## Выбранный отрывок
__________________________________________________

2 Логика становления и развития такого рода консентуальных идентичностей определяется двумя векторами в развитии идентитарных процессов2. С одной стороны, под влиянием эпохалистского дискурса и связанных с ним практик, реализующих, как правило, интересы верховной власти, формируется и развивается тот тип идентитарных процессов, который стремится подчинить своим интересам любые ориентированные на реализацию эссенциалистких дискурсов и практик механизмы. С другой – в условиях композитарных монархий подверженные внешней, т.е. со стороны эпохалистских практик, экспансии эссенциалистские дискурсы способны сохранять и даже в некоторых случаях наращивать свою самобытность. Сочетание таких постоянно взаимодействующих между собой эпохалистски и эссенциалистски ориентированных дискурсов и практик создает условия для развития особых форм аккультурации, сопровождающих характерные для позднего Средневековья и раннего Нового времени этнокультурные и этнополитические процессы.
2. О нацеленности верховной власти на консентуальные практики: Федоров С.Е., Паламарчук А.А. Рассуждения о формуле власти // Средние века. 2020. Вып. 81. № 1. С. 21–30.

__________________________________________________

## Исходные строки
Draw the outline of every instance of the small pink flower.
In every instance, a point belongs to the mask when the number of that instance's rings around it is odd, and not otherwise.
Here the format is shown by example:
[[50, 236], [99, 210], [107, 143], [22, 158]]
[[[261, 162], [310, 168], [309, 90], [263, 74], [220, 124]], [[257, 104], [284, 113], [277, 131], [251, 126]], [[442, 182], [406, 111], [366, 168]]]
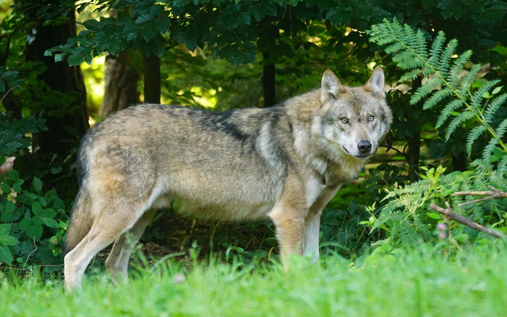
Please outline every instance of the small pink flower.
[[181, 273], [175, 275], [172, 277], [172, 281], [176, 284], [182, 283], [185, 280], [185, 276]]
[[437, 229], [439, 229], [441, 231], [443, 231], [445, 229], [447, 229], [447, 225], [443, 222], [441, 222], [439, 224], [437, 224]]
[[439, 238], [444, 240], [447, 237], [447, 234], [445, 233], [445, 231], [441, 231], [439, 233]]

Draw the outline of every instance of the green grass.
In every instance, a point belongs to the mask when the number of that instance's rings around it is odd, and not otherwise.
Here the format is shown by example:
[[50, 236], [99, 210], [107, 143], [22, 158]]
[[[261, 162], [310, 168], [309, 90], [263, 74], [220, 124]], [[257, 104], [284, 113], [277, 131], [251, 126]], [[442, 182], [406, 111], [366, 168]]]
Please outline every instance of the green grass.
[[[505, 255], [482, 250], [451, 263], [414, 253], [360, 268], [337, 257], [320, 266], [297, 259], [287, 271], [173, 262], [118, 287], [98, 275], [70, 295], [60, 282], [5, 277], [0, 315], [505, 316]], [[176, 283], [178, 272], [186, 277]]]

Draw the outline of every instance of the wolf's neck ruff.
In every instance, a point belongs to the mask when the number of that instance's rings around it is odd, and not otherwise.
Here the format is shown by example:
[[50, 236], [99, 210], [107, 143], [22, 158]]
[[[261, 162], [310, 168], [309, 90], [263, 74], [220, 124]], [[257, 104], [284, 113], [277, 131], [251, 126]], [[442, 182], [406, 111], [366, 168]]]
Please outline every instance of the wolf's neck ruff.
[[364, 86], [322, 87], [269, 109], [213, 112], [140, 104], [85, 134], [65, 241], [65, 286], [115, 242], [106, 266], [127, 279], [135, 244], [158, 209], [221, 220], [270, 218], [282, 259], [318, 257], [322, 209], [356, 177], [392, 121], [377, 67]]

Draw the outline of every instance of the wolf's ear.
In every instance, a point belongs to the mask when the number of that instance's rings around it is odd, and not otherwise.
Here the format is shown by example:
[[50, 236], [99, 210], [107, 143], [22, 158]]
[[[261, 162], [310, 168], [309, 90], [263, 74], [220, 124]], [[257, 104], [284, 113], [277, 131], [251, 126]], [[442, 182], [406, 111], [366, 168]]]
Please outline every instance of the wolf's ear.
[[340, 93], [347, 92], [335, 73], [329, 69], [324, 72], [322, 76], [321, 85], [320, 102], [322, 103], [330, 98], [337, 99]]
[[374, 94], [382, 98], [385, 98], [385, 93], [384, 92], [384, 70], [381, 66], [377, 66], [372, 74], [366, 83], [365, 84], [365, 90], [373, 92]]

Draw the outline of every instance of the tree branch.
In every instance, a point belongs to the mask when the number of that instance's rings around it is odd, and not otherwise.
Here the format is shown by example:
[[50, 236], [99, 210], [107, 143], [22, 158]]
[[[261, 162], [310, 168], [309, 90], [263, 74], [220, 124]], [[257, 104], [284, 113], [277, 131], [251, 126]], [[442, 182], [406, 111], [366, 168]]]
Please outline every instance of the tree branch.
[[437, 210], [441, 214], [443, 214], [446, 217], [449, 217], [451, 219], [457, 221], [461, 224], [467, 226], [468, 227], [475, 229], [476, 230], [485, 232], [499, 239], [502, 238], [507, 239], [507, 236], [505, 236], [502, 233], [497, 232], [496, 231], [491, 230], [486, 227], [484, 227], [484, 226], [481, 226], [481, 225], [476, 223], [473, 221], [470, 221], [462, 216], [455, 214], [454, 212], [452, 211], [451, 206], [449, 205], [449, 203], [447, 201], [445, 202], [445, 204], [447, 208], [442, 208], [442, 207], [437, 206], [433, 203], [429, 204], [429, 206], [431, 208], [431, 209]]
[[470, 200], [470, 201], [462, 202], [460, 204], [458, 204], [458, 206], [463, 206], [469, 203], [472, 203], [473, 202], [482, 201], [483, 200], [491, 199], [491, 198], [503, 198], [504, 197], [507, 197], [507, 193], [504, 192], [502, 190], [498, 189], [498, 188], [495, 188], [491, 185], [489, 185], [488, 187], [489, 187], [491, 190], [473, 192], [456, 192], [453, 194], [451, 194], [451, 196], [467, 196], [471, 195], [487, 195], [488, 196], [488, 197], [484, 197], [483, 198], [479, 198], [478, 199], [474, 199], [473, 200]]

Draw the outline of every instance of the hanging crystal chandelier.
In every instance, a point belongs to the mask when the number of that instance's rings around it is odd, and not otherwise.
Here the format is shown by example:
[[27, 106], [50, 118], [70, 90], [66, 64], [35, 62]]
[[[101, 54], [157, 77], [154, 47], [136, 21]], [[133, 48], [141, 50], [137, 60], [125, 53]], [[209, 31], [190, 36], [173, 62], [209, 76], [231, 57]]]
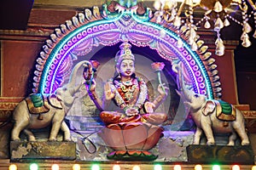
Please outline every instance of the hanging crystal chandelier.
[[[221, 36], [221, 30], [229, 26], [234, 21], [242, 27], [241, 35], [241, 45], [250, 47], [252, 42], [248, 33], [253, 31], [249, 20], [254, 20], [254, 34], [256, 38], [256, 4], [252, 0], [154, 0], [154, 8], [156, 9], [156, 22], [168, 23], [175, 26], [179, 33], [184, 33], [187, 42], [192, 50], [197, 50], [200, 43], [197, 30], [203, 26], [212, 29], [216, 32], [216, 55], [224, 54], [224, 44]], [[203, 11], [201, 20], [195, 20], [195, 10]], [[238, 14], [233, 17], [232, 14]], [[182, 46], [182, 41], [177, 42]]]

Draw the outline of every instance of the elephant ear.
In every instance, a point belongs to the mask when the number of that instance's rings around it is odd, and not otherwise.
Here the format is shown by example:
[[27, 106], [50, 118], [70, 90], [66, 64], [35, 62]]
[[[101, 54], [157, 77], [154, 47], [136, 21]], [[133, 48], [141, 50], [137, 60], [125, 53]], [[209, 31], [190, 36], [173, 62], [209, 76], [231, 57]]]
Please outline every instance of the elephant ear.
[[206, 105], [202, 107], [202, 113], [204, 116], [212, 114], [215, 110], [215, 103], [212, 100], [207, 100]]
[[63, 109], [62, 99], [58, 98], [56, 94], [52, 94], [49, 95], [48, 100], [52, 106], [56, 107], [58, 109]]

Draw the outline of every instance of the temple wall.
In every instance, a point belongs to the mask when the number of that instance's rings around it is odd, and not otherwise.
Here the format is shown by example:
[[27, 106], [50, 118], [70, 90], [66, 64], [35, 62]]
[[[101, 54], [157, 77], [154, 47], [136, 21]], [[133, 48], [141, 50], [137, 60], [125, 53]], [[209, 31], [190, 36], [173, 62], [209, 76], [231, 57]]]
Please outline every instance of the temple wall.
[[[54, 32], [55, 27], [58, 27], [60, 24], [65, 23], [67, 20], [70, 20], [75, 14], [77, 14], [77, 11], [74, 10], [33, 9], [29, 20], [29, 27], [26, 31], [0, 30], [0, 123], [6, 121], [10, 116], [10, 111], [13, 110], [15, 105], [31, 93], [33, 67], [38, 54], [42, 50], [41, 48], [44, 44], [44, 41]], [[209, 37], [209, 35], [206, 37]], [[212, 34], [210, 37], [213, 37], [213, 35]], [[201, 35], [201, 37], [204, 39], [204, 35]], [[213, 54], [222, 84], [222, 99], [231, 104], [240, 105], [241, 110], [249, 112], [247, 116], [250, 120], [253, 120], [256, 117], [256, 114], [250, 111], [248, 105], [243, 104], [241, 105], [238, 99], [247, 98], [249, 99], [253, 98], [253, 96], [249, 95], [249, 89], [253, 89], [255, 83], [250, 83], [250, 82], [247, 82], [248, 80], [239, 77], [238, 79], [241, 81], [237, 86], [236, 76], [243, 76], [243, 75], [236, 75], [235, 71], [233, 52], [235, 48], [236, 45], [230, 46], [222, 57]], [[214, 54], [213, 50], [213, 47], [210, 47], [210, 51], [212, 54]], [[246, 82], [246, 87], [243, 82]], [[241, 88], [246, 88], [248, 89], [247, 94], [239, 94], [241, 95], [239, 96], [237, 87]], [[0, 150], [3, 150], [3, 147], [6, 148], [6, 141], [9, 140], [9, 136], [3, 135], [8, 133], [8, 130], [10, 128], [10, 126], [4, 129], [0, 128]], [[2, 132], [4, 132], [4, 133]], [[256, 130], [253, 128], [251, 132], [256, 133]], [[254, 134], [251, 136], [253, 139], [255, 139]], [[1, 144], [2, 142], [3, 142], [3, 145]], [[252, 145], [256, 145], [254, 139], [252, 143]], [[254, 148], [254, 152], [256, 153], [255, 150]], [[4, 153], [2, 154], [4, 155]]]

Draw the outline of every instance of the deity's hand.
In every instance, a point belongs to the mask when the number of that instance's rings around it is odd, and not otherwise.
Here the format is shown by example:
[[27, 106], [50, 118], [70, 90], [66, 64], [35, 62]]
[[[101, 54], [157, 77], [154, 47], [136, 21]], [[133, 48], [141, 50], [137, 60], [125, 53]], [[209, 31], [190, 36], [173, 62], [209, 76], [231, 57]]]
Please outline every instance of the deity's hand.
[[159, 84], [157, 88], [157, 91], [160, 95], [167, 95], [169, 88], [166, 86], [165, 83]]
[[146, 101], [144, 104], [144, 108], [145, 108], [147, 113], [153, 113], [154, 107], [155, 107], [155, 105], [152, 102]]
[[138, 109], [136, 107], [125, 109], [125, 115], [127, 116], [137, 116], [137, 115], [138, 115], [138, 113], [139, 113]]
[[91, 81], [91, 83], [90, 83], [90, 84], [85, 83], [86, 90], [87, 90], [88, 92], [93, 92], [93, 91], [95, 91], [95, 89], [96, 89], [96, 83], [95, 80], [93, 79], [93, 80]]
[[113, 92], [111, 89], [109, 82], [107, 82], [104, 85], [104, 94], [105, 94], [105, 99], [108, 100], [112, 99], [115, 95], [115, 92]]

__________________________________________________

## Условие задания
Продолжите, пожалуйста, отрывок об эпохалистских и эссенциалистских дискурсах, начав сразу после его последнего предложения.

## Ответ к заданию
3 Как известно, концепция композитарной монархии основывается на разработках Х. Кенигсбергера3 и Дж. Эллиотта4, которые (первый – в большей мере на континентальном, второй – на британском материале) пришли к выводу, что подавляющее большинство государств раннего Нового времени представляли собой не только в территориальном, но и административном отношении структурно сложные объединения. Власть монарха в такого рода объединениях не только эволюционировала от сюзеренитета к суверенитету, но и распространялась на ряд автономных или полуавтономных территориальных образований – композитов. При этом под определение композита попадали автономии с высоким уровнем административной субъектности, а процесс их инкорпорации (реализованной или потенциальной) рассматривался преимущественно в формально-правовом ключе. Для Кенигсбергера принципиально важным элементом являлась сформированность институтов внутри самих композитов, прежде всего институтов сословного представительства.
3. Koenigsberger H.G. The Empire of Charles V in Europe // The New Cambridge Modern History. Vol. 2 / ed. G.R. Elton. Cambridge, 1958. P. 301–333; Idem. The Practice of Empire. Ithaca, 1969; Idem. Monarchies, states generals and parliaments: the Netherlands in the 15th and 16th centuries. Cambridge, 2007.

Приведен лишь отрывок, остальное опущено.